**Task item:** Check each line of the data below for the word "railing", then extract the ones that have it.

**Supplied material:**

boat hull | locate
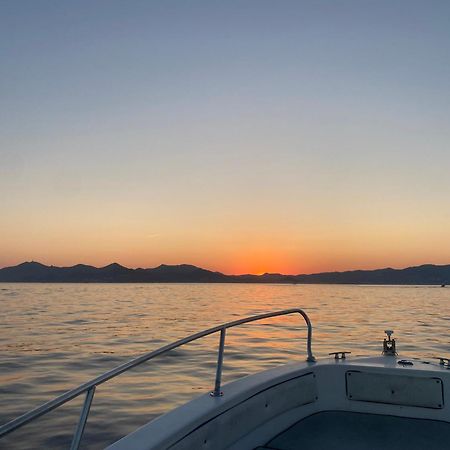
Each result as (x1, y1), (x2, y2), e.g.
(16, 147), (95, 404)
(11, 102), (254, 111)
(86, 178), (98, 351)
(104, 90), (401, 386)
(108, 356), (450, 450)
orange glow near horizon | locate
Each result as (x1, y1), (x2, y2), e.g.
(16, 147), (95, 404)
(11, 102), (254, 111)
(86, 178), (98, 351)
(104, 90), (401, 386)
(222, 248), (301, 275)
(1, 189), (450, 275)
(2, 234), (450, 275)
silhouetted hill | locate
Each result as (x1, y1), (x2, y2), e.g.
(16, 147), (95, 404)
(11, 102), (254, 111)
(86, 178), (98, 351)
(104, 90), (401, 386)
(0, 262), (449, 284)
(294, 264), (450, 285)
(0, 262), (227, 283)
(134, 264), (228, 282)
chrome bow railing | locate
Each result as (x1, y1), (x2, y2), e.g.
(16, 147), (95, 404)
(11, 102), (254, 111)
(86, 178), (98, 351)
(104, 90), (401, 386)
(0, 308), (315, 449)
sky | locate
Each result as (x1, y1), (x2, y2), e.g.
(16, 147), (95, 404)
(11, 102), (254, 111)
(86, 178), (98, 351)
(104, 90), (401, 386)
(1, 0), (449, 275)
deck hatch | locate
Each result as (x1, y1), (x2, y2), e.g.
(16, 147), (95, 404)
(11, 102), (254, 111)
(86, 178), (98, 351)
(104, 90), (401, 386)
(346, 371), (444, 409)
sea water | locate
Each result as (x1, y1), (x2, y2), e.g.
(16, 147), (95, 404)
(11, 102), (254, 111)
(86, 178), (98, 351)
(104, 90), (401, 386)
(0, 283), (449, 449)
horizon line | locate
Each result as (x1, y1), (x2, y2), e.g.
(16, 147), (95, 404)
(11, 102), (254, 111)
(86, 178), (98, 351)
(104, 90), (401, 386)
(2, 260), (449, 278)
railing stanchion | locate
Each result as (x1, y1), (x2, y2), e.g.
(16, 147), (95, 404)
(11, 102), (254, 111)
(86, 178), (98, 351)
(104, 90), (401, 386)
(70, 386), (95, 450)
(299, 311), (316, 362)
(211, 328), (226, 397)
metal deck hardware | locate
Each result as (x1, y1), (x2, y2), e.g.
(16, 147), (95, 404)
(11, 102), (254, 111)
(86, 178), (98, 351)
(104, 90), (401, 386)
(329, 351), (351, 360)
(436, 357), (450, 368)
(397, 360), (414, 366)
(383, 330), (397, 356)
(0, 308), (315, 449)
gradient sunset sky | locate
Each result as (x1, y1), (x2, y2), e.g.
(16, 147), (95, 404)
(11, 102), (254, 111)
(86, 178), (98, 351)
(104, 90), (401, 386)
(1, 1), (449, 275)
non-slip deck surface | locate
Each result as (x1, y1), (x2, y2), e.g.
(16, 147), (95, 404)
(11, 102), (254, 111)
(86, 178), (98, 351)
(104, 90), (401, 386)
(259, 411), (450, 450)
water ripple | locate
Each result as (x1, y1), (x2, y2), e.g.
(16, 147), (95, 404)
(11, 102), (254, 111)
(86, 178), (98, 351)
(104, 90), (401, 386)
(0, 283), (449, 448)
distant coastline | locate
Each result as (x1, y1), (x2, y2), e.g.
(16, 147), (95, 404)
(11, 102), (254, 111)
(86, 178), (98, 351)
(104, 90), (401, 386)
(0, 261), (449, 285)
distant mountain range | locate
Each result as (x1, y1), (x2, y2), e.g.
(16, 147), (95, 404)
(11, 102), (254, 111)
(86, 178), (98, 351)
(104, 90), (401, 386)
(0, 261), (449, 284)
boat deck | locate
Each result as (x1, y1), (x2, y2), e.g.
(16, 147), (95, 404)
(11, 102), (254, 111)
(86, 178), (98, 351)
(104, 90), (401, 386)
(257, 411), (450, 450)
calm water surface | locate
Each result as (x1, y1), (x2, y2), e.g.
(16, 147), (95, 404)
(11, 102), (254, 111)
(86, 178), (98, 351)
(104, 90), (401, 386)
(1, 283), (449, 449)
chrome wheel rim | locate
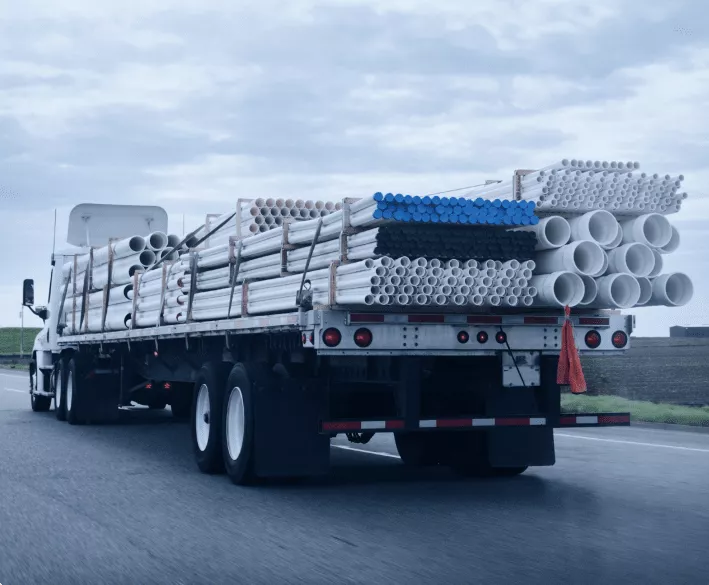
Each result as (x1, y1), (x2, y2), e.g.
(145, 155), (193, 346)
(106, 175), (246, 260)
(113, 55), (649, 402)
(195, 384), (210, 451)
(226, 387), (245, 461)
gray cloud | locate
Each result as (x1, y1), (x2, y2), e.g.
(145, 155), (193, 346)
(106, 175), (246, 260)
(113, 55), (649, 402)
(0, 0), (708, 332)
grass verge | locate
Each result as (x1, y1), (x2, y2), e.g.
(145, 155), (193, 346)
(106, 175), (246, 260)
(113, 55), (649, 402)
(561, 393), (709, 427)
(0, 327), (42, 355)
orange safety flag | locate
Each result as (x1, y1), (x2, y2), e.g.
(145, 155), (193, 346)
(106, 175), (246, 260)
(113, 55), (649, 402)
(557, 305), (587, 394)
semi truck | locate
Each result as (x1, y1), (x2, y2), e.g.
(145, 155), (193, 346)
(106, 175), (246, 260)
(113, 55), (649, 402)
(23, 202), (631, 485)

**Result:**
chrome bow railing | locate
railing stanchion | locate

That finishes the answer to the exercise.